● **What the task requires**
Each record must be retyped in full. No character may differ.

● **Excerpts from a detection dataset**
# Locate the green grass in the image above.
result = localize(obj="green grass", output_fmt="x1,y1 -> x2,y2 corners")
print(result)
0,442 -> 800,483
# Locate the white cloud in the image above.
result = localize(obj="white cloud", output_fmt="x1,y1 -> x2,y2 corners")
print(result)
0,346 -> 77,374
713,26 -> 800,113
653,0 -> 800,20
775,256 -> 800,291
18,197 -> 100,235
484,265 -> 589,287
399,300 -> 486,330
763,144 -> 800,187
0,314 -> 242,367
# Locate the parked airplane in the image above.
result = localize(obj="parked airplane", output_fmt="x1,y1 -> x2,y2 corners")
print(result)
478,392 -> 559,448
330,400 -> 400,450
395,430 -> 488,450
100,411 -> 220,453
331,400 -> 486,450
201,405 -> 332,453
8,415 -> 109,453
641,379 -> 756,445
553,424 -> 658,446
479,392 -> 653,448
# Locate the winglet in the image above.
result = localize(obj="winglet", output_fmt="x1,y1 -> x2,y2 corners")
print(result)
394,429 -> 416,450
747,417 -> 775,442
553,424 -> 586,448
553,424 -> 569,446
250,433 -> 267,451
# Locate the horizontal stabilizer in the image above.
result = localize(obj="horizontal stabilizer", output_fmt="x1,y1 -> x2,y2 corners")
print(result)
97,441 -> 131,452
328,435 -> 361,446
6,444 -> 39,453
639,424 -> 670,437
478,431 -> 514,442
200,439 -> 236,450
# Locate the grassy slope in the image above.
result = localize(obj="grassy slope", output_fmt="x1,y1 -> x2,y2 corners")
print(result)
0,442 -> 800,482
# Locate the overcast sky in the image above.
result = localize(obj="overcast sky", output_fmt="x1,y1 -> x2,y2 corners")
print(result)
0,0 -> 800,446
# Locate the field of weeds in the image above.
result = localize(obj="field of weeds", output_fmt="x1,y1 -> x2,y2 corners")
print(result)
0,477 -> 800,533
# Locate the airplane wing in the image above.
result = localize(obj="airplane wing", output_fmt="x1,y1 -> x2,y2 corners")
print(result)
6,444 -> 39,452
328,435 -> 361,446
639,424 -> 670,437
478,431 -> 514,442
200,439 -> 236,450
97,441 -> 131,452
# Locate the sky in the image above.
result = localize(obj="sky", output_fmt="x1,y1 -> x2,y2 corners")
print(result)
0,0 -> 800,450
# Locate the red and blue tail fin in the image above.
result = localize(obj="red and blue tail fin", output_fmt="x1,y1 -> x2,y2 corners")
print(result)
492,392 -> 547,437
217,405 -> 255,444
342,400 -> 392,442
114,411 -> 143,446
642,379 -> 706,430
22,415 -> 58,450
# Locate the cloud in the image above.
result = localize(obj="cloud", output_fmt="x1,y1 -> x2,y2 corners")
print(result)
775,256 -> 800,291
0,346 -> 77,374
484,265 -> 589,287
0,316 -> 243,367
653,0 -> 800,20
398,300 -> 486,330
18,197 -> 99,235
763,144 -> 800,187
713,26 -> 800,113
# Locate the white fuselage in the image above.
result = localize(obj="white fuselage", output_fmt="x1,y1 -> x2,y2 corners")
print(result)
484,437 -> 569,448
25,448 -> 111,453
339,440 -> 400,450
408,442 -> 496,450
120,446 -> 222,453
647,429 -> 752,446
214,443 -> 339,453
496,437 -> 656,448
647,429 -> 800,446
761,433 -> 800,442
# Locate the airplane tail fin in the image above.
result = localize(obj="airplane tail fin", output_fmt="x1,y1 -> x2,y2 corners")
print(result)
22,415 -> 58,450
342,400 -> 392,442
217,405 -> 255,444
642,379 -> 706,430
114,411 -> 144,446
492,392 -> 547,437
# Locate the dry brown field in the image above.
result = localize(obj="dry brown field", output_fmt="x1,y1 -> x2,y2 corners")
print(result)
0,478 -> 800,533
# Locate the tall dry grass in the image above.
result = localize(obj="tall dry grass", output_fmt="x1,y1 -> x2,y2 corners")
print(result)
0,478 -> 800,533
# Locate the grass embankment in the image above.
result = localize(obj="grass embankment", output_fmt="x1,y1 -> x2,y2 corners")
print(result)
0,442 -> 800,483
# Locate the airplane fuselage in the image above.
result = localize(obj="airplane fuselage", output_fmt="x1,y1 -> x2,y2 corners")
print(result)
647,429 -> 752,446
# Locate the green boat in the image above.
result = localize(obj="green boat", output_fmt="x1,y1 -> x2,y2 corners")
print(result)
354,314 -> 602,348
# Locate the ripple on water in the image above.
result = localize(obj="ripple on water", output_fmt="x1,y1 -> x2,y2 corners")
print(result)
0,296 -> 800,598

● **Answer for this exercise**
# Locate the green grass in the image above.
result = localize(obj="green grass", output_fmt="x1,y1 -> x2,y2 corners")
print(result)
0,442 -> 800,483
# Locate the white cloud in the image above.
result = localize(obj="white cloud", output_fmt="x1,y1 -> x2,y2 corners")
print(result)
0,346 -> 77,374
713,26 -> 800,113
653,0 -> 800,20
775,256 -> 800,291
18,197 -> 100,235
484,265 -> 589,287
399,300 -> 486,330
763,144 -> 800,187
0,314 -> 242,367
# Locate the parked airplane in the image above.
result = localize(obj="parked airplane", output_fmt="x1,y1 -> x2,y2 corners")
print(result)
478,392 -> 559,448
330,400 -> 400,450
395,430 -> 488,450
100,411 -> 220,453
331,400 -> 486,450
201,405 -> 332,453
8,415 -> 109,453
641,379 -> 756,445
553,424 -> 658,446
479,392 -> 653,448
# Locate the winglet in the image above.
result = localize(obj="winglet", output_fmt="x1,y1 -> x2,y2 corners")
print(result)
394,429 -> 416,450
747,417 -> 775,442
553,424 -> 586,448
553,424 -> 569,446
250,433 -> 267,451
# Locate the horizontal stabilizer in the image above.
result = localize(obj="horizontal stabilizer", output_fmt="x1,y1 -> x2,y2 corners")
print(result)
97,441 -> 131,452
328,435 -> 361,446
6,444 -> 39,453
639,424 -> 670,437
478,431 -> 514,442
200,439 -> 236,450
# Locate the grassy slope in the image above.
result = localize(obj="grassy slope", output_fmt="x1,y1 -> x2,y2 corners")
print(result)
0,442 -> 800,482
# Locate the overcast sky in the image above.
result = localize(obj="overcast sky", output_fmt="x1,y1 -> x2,y2 corners")
print(result)
0,0 -> 800,446
# Locate the field of weeds in the image above.
result = localize(obj="field of weeds", output_fmt="x1,y1 -> x2,y2 corners")
print(result)
0,477 -> 800,533
# Locate the airplane wing in the image above.
result = localize(obj="airplane wing", output_fmt="x1,y1 -> x2,y2 corners")
print(result)
6,444 -> 39,452
328,435 -> 361,446
639,424 -> 670,437
478,431 -> 514,442
200,439 -> 236,450
97,441 -> 131,452
# Locate the sky in the image above.
result = localize(obj="sky", output_fmt="x1,y1 -> x2,y2 corners")
print(result)
0,0 -> 800,450
# Locate the red and blue tail fin in the image above.
result = localize(obj="red and blue tail fin", output_fmt="x1,y1 -> x2,y2 corners")
print(result)
492,392 -> 547,437
217,405 -> 255,444
342,400 -> 392,442
114,411 -> 143,446
642,379 -> 706,430
22,415 -> 58,450
# Locate the cloud in the image above.
result = localize(obj="cloud", output_fmt="x1,y1 -> x2,y2 corners")
print(result)
775,256 -> 800,291
0,346 -> 77,374
484,265 -> 589,287
0,316 -> 243,367
653,0 -> 800,20
398,300 -> 486,330
18,197 -> 99,235
763,144 -> 800,187
713,26 -> 800,113
# Locate the white fuselage in the image above.
result = localize(obj="white fuselage", output_fmt="x1,y1 -> x2,y2 corners")
print(result)
484,437 -> 569,448
25,448 -> 111,453
339,440 -> 400,450
408,442 -> 496,450
120,446 -> 222,453
647,429 -> 752,446
214,443 -> 339,453
496,437 -> 656,448
647,429 -> 800,446
761,433 -> 800,442
# Locate the airplane tail fin in the image above.
result = localize(obj="airplane tail fin", output_fmt="x1,y1 -> x2,y2 corners")
print(result)
22,415 -> 58,450
342,400 -> 392,442
217,405 -> 255,444
642,379 -> 706,430
114,411 -> 144,446
492,392 -> 547,437
# Locate the dry brown field in the image above.
result = localize(obj="dry brown field", output_fmt="x1,y1 -> x2,y2 corners")
print(result)
0,478 -> 800,533
# Locate the tall dry grass in the image above.
result = localize(obj="tall dry grass", output_fmt="x1,y1 -> x2,y2 corners")
print(result)
0,478 -> 800,533
# Locate the grass embankment in the image above.
result = localize(obj="grass embankment", output_fmt="x1,y1 -> x2,y2 corners")
print(result)
0,442 -> 800,483
# Locate the airplane fuselage in the image above.
result = localize(obj="airplane fuselage", output_fmt="x1,y1 -> x2,y2 corners")
print(result)
647,429 -> 752,446
# Locate the green boat in the image above.
result = localize(obj="green boat", output_fmt="x1,y1 -> x2,y2 corners")
print(result)
354,314 -> 602,348
# Locate the ripple on water in the image above.
result = localize(obj="ripple on water", output_fmt="x1,y1 -> x2,y2 corners")
print(result)
0,296 -> 800,598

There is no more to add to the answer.